PROBLEM REQUIREMENTS:
Reproduce every one of the records below, changing each occurrence of "keypoint" to "landmark" and keeping everything else identical. Leave the pictures out.

MATERIAL SUPPLIED:

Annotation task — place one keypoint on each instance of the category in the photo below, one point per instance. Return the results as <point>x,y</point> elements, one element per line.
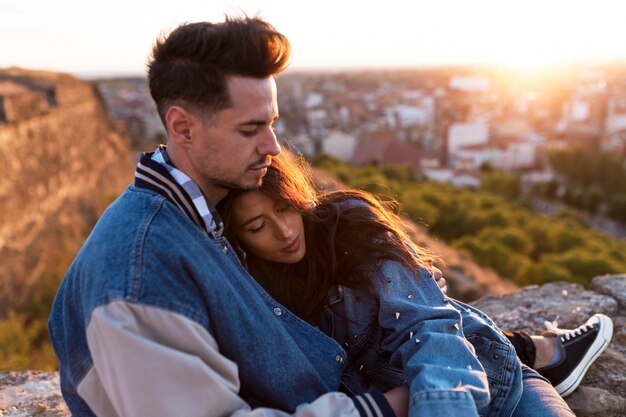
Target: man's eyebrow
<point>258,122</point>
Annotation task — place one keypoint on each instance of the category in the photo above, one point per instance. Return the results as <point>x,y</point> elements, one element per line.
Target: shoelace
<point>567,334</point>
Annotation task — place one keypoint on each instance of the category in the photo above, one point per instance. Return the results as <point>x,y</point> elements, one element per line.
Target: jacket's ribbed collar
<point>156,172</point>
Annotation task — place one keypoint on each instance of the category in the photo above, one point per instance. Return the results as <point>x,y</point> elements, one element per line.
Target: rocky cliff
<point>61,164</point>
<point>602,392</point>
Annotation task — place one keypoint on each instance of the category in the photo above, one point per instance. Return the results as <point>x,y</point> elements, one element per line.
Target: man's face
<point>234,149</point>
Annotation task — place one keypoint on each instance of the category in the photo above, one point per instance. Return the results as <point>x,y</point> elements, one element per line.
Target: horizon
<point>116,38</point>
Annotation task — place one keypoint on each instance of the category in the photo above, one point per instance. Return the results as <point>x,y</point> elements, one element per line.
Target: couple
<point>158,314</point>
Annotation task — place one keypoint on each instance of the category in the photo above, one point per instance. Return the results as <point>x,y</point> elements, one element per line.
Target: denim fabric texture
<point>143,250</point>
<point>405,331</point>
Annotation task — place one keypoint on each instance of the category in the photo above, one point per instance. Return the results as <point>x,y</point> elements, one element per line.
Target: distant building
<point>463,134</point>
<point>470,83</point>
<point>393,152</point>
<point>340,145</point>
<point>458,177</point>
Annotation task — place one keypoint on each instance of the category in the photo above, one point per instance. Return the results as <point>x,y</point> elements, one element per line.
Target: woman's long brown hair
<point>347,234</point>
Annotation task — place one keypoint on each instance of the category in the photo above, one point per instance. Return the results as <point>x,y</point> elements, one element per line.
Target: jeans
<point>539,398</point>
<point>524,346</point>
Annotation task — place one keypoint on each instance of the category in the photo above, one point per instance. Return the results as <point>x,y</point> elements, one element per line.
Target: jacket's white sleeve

WRITTEN RESPONSE:
Annotation task — place one landmark on each instance of the category in the photo below, one point per instance. Return the results as <point>x,y</point> elements, one element per line.
Target: man's eyebrow
<point>258,122</point>
Annotation task — place one landmark on each instance of the category in the photo above, one point per instance. Return the results as <point>x,y</point> elements, one element per line.
Target: shoelace
<point>567,334</point>
Annotation task — place one landmark on each instance of the category in the photo above, one point per instance. Return the results as <point>x,y</point> elements, one element per line.
Target: jacket's ribbed collar
<point>156,172</point>
Annotation task — place one landmark on each instance of the category in the photo above, one point per instance. Return the results as <point>x,y</point> elements, one element per line.
Target: rocky cliff
<point>61,164</point>
<point>602,392</point>
Annotation task — place one landmark on each instance of the category in the photo above, one point per instance. Return the results as <point>x,y</point> elements, one element per line.
Target: man's face
<point>234,149</point>
Annotation task — place one landmark on each instance of the category in the photo above, one point per instance. Return the results as <point>x,y</point> elements, one element per line.
Target: horizon
<point>116,38</point>
Annotation task — place one landmark on each instance of the category in the photo above, one point per instance. Return the results as <point>x,y</point> elements, one element per line.
Target: couple
<point>158,314</point>
Annotation task — place one landmark on each instance of the category in the photo above, one point per instance. Return the results as <point>x,y</point> elements, one element per line.
Target: denim fabric texture
<point>143,250</point>
<point>405,331</point>
Annotation task — place one landmark on each instance of the category in the photo above, one point per instance. Return the results as <point>x,y</point> elements, one element per line.
Target: distant building
<point>463,134</point>
<point>470,83</point>
<point>393,152</point>
<point>340,145</point>
<point>458,177</point>
Annotation task — place one landmark on each instance of the category in the photo above, one point per instance. Return the results as <point>x,y</point> elements, one element per line.
Target: woman's long brown hair
<point>347,234</point>
Annotation task — place one landmark on each instance of the category in the photo above, one point per instance. Return the results as <point>x,y</point> elements, one element per line.
Target: jeans
<point>539,398</point>
<point>524,346</point>
Annotation task — place one landmark on each instance of the category in the photo above, one point per instance. Return the results as <point>x,y</point> elements, one element per line.
Target: jacket's white sleeve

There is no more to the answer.